━━━ Brano da leggere ━━━

I confini di Fausto Jurietti

Ricordi attorno a quella sottile linea che unisce (e che divide) Svizzera e Italia

Di laRegione

Pubblichiamo un contributo apparso su Ticino7, disponibile anche nelle cassette di 20 Minuti per tutto il fine settimana.

Per la maggior parte di noi, la frontiera è solo un luogo di passaggio. «Solo», si fa per dire: ché anche in tempi di libera circolazione, divise e gabbiotti sono lì a ricordarci che c’è un confine, che quella linea sulla mappa non è una cosa astratta; mentre quella lieve contrazione delle terga al momento del passaggio – anche se davvero non si ha «nulla da dichiarare» – ci ricorda l’autorità che quella linea la sorveglia. Di solito finisce lì: un paio di guardie che scivolano dietro al finestrino, scompaiono dal retrovisore e amen. E invece ogni tanto sarebbe bello scendere a parlarci, con chi quelle divise le indossa e sulla frontiera ci vive.

━━━ Dati estratti ━━━

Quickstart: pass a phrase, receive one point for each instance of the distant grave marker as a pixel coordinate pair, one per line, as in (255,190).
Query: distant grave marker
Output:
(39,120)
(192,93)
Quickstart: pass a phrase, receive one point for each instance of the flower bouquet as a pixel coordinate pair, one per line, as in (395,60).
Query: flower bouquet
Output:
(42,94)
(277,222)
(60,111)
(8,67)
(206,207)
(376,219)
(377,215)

━━━
━━━ Dati estratti ━━━

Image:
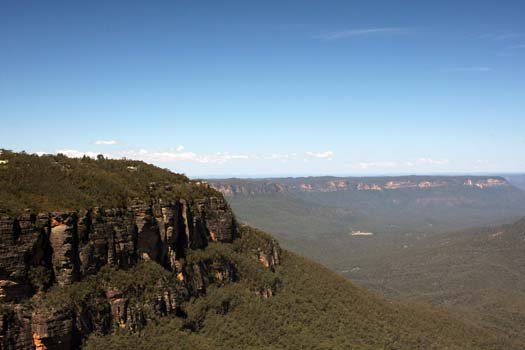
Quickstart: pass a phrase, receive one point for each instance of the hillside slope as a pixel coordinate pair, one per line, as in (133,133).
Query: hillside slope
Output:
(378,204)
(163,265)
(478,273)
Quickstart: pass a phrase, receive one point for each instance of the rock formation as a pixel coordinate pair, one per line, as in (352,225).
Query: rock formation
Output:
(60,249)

━━━

**Obiettivo del compito**
Che cos'è la frontiera per la maggior parte di noi, secondo il brano sulla frontiera? Le voci riportate qui non hanno alcun ruolo in questo compito.

**Risposta al compito**
Solo un luogo di passaggio.